Input —

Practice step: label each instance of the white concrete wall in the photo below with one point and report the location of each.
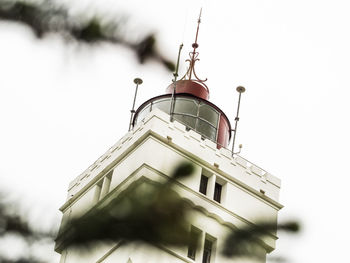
(153, 149)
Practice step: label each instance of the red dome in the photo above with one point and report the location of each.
(191, 87)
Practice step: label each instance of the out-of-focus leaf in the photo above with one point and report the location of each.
(47, 17)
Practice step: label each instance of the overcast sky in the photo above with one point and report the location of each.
(62, 107)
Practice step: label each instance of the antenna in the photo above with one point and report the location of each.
(172, 105)
(240, 90)
(138, 82)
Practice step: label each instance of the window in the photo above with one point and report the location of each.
(208, 246)
(194, 113)
(217, 192)
(106, 184)
(203, 184)
(193, 243)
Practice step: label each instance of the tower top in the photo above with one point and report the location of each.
(194, 57)
(190, 82)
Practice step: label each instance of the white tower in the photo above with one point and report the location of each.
(226, 191)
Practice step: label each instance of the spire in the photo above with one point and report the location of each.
(194, 57)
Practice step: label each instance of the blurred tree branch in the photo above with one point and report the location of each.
(47, 17)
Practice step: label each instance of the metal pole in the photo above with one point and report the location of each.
(240, 90)
(138, 82)
(172, 105)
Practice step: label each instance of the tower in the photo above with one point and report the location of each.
(225, 190)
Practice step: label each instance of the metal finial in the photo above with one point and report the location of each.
(194, 56)
(138, 82)
(240, 90)
(172, 105)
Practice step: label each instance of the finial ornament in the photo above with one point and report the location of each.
(240, 90)
(138, 82)
(194, 56)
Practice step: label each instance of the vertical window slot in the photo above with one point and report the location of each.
(203, 184)
(217, 192)
(208, 246)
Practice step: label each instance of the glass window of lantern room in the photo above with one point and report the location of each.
(187, 120)
(142, 113)
(209, 114)
(186, 106)
(206, 129)
(163, 105)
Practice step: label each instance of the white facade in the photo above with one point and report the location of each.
(150, 152)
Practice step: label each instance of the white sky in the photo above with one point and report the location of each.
(62, 107)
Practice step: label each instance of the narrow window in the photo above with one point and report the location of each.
(193, 242)
(217, 192)
(97, 193)
(106, 184)
(203, 184)
(208, 245)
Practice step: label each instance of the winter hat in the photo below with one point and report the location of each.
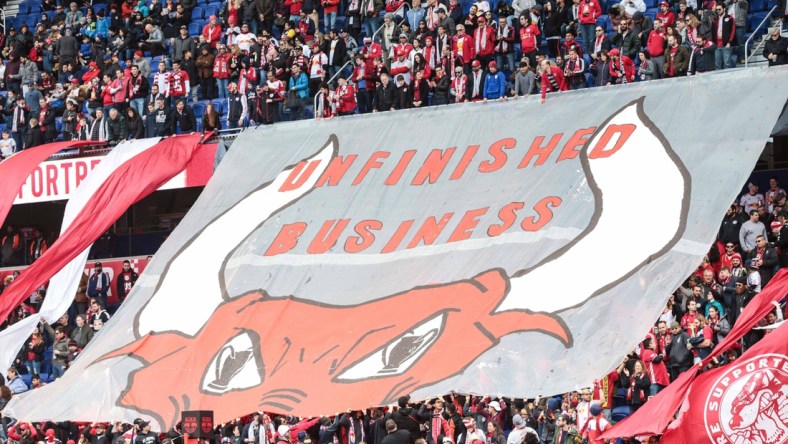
(518, 421)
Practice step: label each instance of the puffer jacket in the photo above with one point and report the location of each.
(28, 72)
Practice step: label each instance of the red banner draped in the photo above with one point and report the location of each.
(132, 181)
(659, 410)
(17, 168)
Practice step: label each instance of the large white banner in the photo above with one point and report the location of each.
(511, 248)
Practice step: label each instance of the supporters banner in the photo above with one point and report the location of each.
(58, 179)
(17, 168)
(660, 409)
(65, 281)
(511, 248)
(743, 402)
(129, 182)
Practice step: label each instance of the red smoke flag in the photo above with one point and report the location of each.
(654, 419)
(17, 168)
(131, 182)
(743, 402)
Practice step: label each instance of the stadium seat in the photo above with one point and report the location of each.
(219, 105)
(619, 413)
(756, 19)
(197, 13)
(199, 110)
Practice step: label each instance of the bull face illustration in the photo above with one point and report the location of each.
(760, 410)
(295, 356)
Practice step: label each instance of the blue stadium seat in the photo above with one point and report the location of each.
(603, 21)
(755, 20)
(619, 413)
(219, 105)
(757, 5)
(199, 110)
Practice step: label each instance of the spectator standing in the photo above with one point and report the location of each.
(676, 58)
(116, 127)
(183, 121)
(723, 30)
(749, 231)
(738, 9)
(776, 48)
(99, 285)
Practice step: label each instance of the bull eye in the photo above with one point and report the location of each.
(399, 355)
(237, 365)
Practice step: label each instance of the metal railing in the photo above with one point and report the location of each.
(747, 54)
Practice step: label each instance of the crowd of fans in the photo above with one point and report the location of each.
(144, 68)
(137, 68)
(752, 245)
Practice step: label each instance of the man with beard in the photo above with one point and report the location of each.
(126, 280)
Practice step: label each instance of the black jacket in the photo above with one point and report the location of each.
(184, 120)
(385, 97)
(778, 47)
(340, 52)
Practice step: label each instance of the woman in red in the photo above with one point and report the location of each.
(552, 79)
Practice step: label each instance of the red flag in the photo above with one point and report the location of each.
(17, 168)
(132, 181)
(660, 409)
(743, 402)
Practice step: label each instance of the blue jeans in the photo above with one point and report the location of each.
(722, 57)
(740, 40)
(221, 85)
(589, 35)
(499, 58)
(33, 367)
(329, 21)
(371, 24)
(57, 371)
(138, 104)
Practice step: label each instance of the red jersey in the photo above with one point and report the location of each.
(179, 83)
(528, 36)
(657, 371)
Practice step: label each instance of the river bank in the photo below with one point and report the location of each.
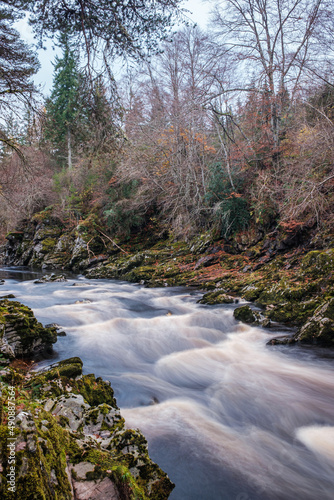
(289, 274)
(61, 432)
(224, 414)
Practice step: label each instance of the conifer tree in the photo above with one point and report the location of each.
(64, 107)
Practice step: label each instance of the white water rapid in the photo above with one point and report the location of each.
(225, 415)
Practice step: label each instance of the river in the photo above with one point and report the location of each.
(225, 415)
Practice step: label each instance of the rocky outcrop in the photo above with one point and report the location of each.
(71, 443)
(247, 315)
(319, 329)
(286, 281)
(21, 335)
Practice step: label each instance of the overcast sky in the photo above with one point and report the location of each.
(199, 14)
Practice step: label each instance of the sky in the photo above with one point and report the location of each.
(199, 14)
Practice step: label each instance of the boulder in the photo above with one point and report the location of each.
(20, 332)
(319, 329)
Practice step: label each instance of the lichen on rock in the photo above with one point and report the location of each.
(20, 332)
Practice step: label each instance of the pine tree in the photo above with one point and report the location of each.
(64, 108)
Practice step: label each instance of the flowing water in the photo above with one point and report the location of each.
(226, 416)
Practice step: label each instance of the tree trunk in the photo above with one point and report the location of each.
(69, 150)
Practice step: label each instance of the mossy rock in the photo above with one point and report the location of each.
(21, 331)
(217, 297)
(320, 327)
(48, 245)
(294, 313)
(246, 315)
(143, 273)
(252, 292)
(318, 263)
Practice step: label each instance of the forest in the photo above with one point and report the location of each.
(166, 221)
(220, 130)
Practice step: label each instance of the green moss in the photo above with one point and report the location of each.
(294, 313)
(318, 263)
(32, 334)
(217, 297)
(48, 245)
(245, 314)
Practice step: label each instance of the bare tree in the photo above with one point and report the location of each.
(272, 42)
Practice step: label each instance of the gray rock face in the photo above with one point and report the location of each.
(73, 408)
(102, 489)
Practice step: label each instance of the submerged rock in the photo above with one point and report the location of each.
(50, 278)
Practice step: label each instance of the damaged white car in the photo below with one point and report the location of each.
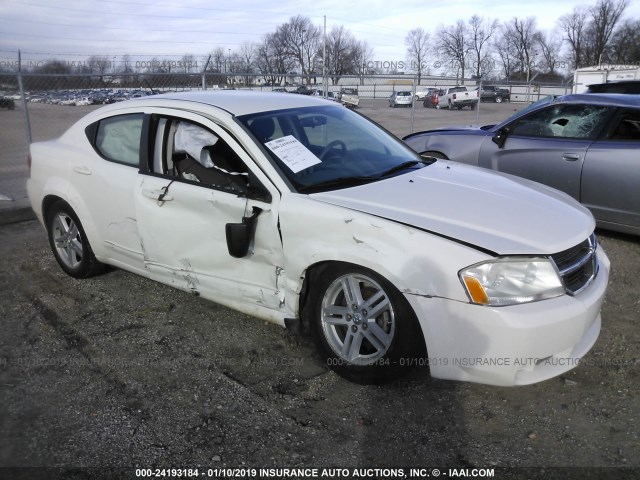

What is required — Reproduce the listing from the line containing "Practice step: label each instance of the forest" through its end, switching "submerged rock" to "sunken rock" and leaving everything else unchanged. Omit the pictures.

Answer to this exercise —
Practice step: label each instance of the forest in the photo above with one point and report the location of each.
(166, 221)
(220, 130)
Practice step: label each instance of the green moss in the photo above with one point and report the location of each.
(294, 313)
(318, 263)
(32, 334)
(217, 297)
(48, 245)
(245, 314)
Practice step: label each instance of the bare tree in the photo above with one point and report the location of each.
(272, 42)
Practice step: label each instance of the gray rock face in the photo above with one point and report the location of each.
(73, 408)
(102, 489)
Practice step: label each instance of the sunken rock in the photo above with one point and report the location of each.
(50, 278)
Practice step: label each instance of the damaged white car in the photo below with one point and report the location of each.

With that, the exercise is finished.